School of Music faculty and students have welcomed long-awaited plans for new Music facilities on South Campus.
“This has been among the faculty’s highest priorities since I was a young faculty member in 1972,” said professor and former Dean Bernard Dobroski. “It was the highest on (our) list of priorities, and it’s never left this list of priorities over the years.”
Pick-Staiger Concert Hall and Regenstein Hall were part of a 1960s plan to move the School of Music to the lakefront, Dobroski said. But after Pick-Staiger and Regenstein were built, the third building fell off the list of priorities, he said. The School of Music converted an old dormitory to create its third building, the Music Administration Building near Sherman Avenue.
The construction will add wings to both Regenstein and Pick-Staiger. This central location will provide “creative spaces that allow for the interdisciplinarity that has been a hallmark of the school,” Dobroski said.
“Unlike some schools in the university that sit as islands, we have programs in education, in cognition, in medicine and rehabilitation, in journalism and engineering,” he said.

____________________

WORK TO COMPLETE:
List every building named in the passage about the new Music facilities.

____________________

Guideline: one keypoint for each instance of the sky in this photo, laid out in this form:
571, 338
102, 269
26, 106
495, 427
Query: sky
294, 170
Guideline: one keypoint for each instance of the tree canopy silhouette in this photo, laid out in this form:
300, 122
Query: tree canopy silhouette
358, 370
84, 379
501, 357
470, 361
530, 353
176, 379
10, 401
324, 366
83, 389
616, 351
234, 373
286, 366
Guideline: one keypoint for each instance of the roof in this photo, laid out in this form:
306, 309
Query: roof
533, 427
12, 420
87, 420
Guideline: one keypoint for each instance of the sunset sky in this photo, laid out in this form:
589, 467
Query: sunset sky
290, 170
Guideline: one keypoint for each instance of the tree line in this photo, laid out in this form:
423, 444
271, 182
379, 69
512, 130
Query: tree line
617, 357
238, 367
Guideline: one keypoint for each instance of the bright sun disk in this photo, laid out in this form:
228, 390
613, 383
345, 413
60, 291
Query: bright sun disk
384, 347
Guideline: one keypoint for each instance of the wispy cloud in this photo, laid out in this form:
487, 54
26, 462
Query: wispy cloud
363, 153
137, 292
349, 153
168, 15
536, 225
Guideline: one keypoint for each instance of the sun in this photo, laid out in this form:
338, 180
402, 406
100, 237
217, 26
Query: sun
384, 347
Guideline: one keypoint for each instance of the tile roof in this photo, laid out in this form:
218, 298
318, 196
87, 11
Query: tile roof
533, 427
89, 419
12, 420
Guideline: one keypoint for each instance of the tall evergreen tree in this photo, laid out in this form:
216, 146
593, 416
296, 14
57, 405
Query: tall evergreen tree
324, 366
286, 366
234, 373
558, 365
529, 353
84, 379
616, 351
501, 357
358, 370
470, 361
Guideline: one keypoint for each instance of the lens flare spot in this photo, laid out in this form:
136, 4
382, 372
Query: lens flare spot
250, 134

____________________

EXERCISE RESULT:
Pick-Staiger Concert Hall, Regenstein Hall, and the Music Administration Building.